• _Stated exercise_: Copy every one of the records below word for word, keeping each line as it appears.

• _Data rows_:

::::::::

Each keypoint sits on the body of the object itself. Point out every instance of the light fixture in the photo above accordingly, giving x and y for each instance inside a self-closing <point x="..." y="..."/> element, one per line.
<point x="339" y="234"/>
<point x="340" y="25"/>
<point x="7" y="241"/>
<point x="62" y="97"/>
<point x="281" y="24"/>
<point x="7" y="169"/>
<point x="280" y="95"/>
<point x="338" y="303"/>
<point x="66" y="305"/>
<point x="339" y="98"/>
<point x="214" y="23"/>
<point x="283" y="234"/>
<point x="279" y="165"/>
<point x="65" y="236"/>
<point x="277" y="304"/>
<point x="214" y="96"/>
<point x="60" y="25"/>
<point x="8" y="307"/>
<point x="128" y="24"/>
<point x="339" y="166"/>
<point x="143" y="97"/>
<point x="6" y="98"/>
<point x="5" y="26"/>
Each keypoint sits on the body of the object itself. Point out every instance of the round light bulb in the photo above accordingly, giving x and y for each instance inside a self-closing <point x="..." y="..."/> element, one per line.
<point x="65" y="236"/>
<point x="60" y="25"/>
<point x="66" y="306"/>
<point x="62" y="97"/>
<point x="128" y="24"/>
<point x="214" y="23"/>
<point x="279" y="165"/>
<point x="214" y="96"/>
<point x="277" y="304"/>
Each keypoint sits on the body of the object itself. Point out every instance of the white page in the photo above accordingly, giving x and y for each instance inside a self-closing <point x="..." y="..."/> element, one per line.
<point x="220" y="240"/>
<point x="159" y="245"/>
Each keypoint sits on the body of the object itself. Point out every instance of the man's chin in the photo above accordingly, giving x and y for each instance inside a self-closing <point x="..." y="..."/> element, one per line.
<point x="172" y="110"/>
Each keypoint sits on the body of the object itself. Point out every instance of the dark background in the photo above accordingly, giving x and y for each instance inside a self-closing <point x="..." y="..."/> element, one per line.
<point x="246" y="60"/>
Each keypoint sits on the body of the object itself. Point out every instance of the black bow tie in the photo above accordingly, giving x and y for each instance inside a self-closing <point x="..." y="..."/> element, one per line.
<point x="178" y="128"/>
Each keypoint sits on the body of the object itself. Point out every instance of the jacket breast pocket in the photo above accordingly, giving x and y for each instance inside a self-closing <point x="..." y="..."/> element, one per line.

::::::::

• _Solution_:
Each keypoint sits on the body of the object itself. Point out every instance of the light fixture in the photo above accordingly, giving x and y for each instance inside a self-closing <point x="..." y="..."/> element, one per line.
<point x="339" y="234"/>
<point x="340" y="25"/>
<point x="7" y="241"/>
<point x="62" y="97"/>
<point x="281" y="24"/>
<point x="7" y="169"/>
<point x="280" y="95"/>
<point x="338" y="303"/>
<point x="66" y="305"/>
<point x="339" y="98"/>
<point x="214" y="23"/>
<point x="283" y="234"/>
<point x="279" y="165"/>
<point x="65" y="236"/>
<point x="277" y="304"/>
<point x="214" y="96"/>
<point x="60" y="25"/>
<point x="8" y="307"/>
<point x="128" y="24"/>
<point x="339" y="166"/>
<point x="143" y="97"/>
<point x="6" y="98"/>
<point x="5" y="26"/>
Each keypoint sits on the body of the object itself. Point out every instance of the round light bulb in the photo above accordingly, giving x and y for each instance inside a self-closing <point x="..." y="..."/> element, one per line.
<point x="65" y="236"/>
<point x="60" y="25"/>
<point x="66" y="306"/>
<point x="62" y="97"/>
<point x="128" y="24"/>
<point x="214" y="23"/>
<point x="279" y="165"/>
<point x="214" y="96"/>
<point x="277" y="304"/>
Each keypoint sits on the body of the object itself. Point out every instance of the white page in the photo above accordingly, giving x and y for each instance inside a self-closing <point x="..." y="..."/> element, one per line.
<point x="220" y="240"/>
<point x="159" y="245"/>
Each keypoint sits on the body of the object itself. Point out every instance of the man's chin in the photo above accordingly, giving x and y for each instance inside a self-closing <point x="..." y="..."/> element, one per line.
<point x="172" y="110"/>
Each keypoint sits on the body of the object itself. Point out every instance of the dark background in the photo above accordingly, giving x and y for each instance inside a self-closing <point x="..." y="..."/> element, one per line.
<point x="246" y="60"/>
Each keypoint sits on the body of the object itself. Point out every instance of the black bow tie in the photo above accordingly, giving x and y for each instance inside a self-closing <point x="..." y="..."/> element, one per line.
<point x="178" y="128"/>
Each keypoint sits on the body of the object itself. Point out every instance of the jacket breast pocket in the photo above accordingly, giving x and y for each instance inside a self-closing <point x="..." y="..."/> element, one per line.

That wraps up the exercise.